↓↓↓

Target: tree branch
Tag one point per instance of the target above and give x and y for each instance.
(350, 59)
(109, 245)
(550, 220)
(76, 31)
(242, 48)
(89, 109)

↑↑↑

What is being asked ▸ Arrange every line of the records above as a JSON list of strings, with one string per line and blank lines omitted.

Exercise result ▸
[
  "Target: tree branch",
  "Tag one point per instance of the target above and give x and y for each instance.",
  "(350, 59)",
  "(109, 245)",
  "(550, 220)",
  "(76, 31)",
  "(242, 48)",
  "(89, 109)"
]